## [Do this]
Copy every one of the entries below word for word, keeping each line in its original order.
--
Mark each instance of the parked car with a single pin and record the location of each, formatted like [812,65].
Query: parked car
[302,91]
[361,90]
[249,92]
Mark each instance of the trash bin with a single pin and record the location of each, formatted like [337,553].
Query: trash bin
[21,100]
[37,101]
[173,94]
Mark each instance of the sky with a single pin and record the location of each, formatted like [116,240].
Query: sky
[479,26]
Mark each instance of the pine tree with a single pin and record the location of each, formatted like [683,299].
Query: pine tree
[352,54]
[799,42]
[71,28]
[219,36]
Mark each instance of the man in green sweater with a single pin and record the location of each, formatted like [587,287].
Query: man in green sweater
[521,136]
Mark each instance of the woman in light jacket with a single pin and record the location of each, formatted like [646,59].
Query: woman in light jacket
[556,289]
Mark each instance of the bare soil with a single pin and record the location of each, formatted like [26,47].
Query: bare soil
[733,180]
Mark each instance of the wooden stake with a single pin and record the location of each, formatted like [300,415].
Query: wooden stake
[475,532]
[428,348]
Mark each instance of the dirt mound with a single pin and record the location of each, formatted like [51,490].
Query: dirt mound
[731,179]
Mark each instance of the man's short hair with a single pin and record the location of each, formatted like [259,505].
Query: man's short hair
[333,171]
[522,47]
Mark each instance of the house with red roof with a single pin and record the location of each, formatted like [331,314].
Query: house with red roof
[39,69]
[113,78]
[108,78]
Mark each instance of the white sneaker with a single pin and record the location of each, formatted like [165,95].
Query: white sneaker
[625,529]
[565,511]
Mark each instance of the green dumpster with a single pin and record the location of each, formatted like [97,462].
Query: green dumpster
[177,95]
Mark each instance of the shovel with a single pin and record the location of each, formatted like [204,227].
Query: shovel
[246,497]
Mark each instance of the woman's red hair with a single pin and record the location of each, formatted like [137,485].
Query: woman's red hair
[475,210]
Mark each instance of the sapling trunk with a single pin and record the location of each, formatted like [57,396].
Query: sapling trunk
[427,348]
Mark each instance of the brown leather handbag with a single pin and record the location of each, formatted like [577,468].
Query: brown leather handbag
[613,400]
--
## [The reply]
Mark each instance of the parked car with a single pin and record the location of each, formatted like [812,65].
Query: parked car
[302,91]
[361,90]
[249,92]
Mark each instance of the trash bin with a single pin and record the location of each, formatted like [337,553].
Query: trash bin
[21,100]
[37,101]
[173,94]
Mark each instance of the sky with a single pin and record the location of each, formatted like [116,240].
Query: sky
[479,26]
Mark each instance of the pine tree with a single pin and record the location of each, formatted like [683,299].
Query: pine tree
[352,54]
[799,42]
[71,28]
[219,36]
Mark each instance of the man in green sweater with a single pin and record the location of each, formatted like [587,287].
Query: man in green sweater
[521,136]
Mark each instance of the woman in light jacket with a single pin and record the location of each, formatted like [646,59].
Query: woman in light jacket
[556,289]
Mark each instance of the bare soil with a single pin and record the location of each, formatted like [26,47].
Query: bare soil
[733,180]
Mark each instance of the wooden stake with a single pin and record the location of each, formatted like [300,415].
Query: wooden stake
[475,532]
[428,348]
Mark each instance of the dirt mound with a single pin and record the location of each, formatted like [51,490].
Query: dirt mound
[731,179]
Mark each instance of the man's short hair with a single pin and record the location of each, formatted like [259,505].
Query: man's short hair
[333,171]
[522,47]
Mark each instance of the house with red roof with a single pin and record the location of each, formatted like [331,314].
Query: house with red roof
[39,69]
[113,78]
[108,78]
Mark each instance of the white sneaker with a single pin and record the location of each, formatted like [165,95].
Query: white sneaker
[625,529]
[565,511]
Mark each instance of the green dumpster with a single pin and record the location of each, formatted like [97,462].
Query: green dumpster
[177,95]
Mark each instance of the shovel with a single pin and record the location of each, formatted like [204,227].
Query: shovel
[246,497]
Mark each instance of the woman's red hair with a single pin and record the location of each, formatted like [137,485].
Query: woman's red hair
[475,210]
Mark each instance of the sapling trunk with a single pin and record the location of each, formatted like [57,396].
Query: sapling trunk
[427,348]
Mark each instance of the brown leather handbag with a single pin and record the location of each, formatted like [577,468].
Query: brown leather handbag
[613,400]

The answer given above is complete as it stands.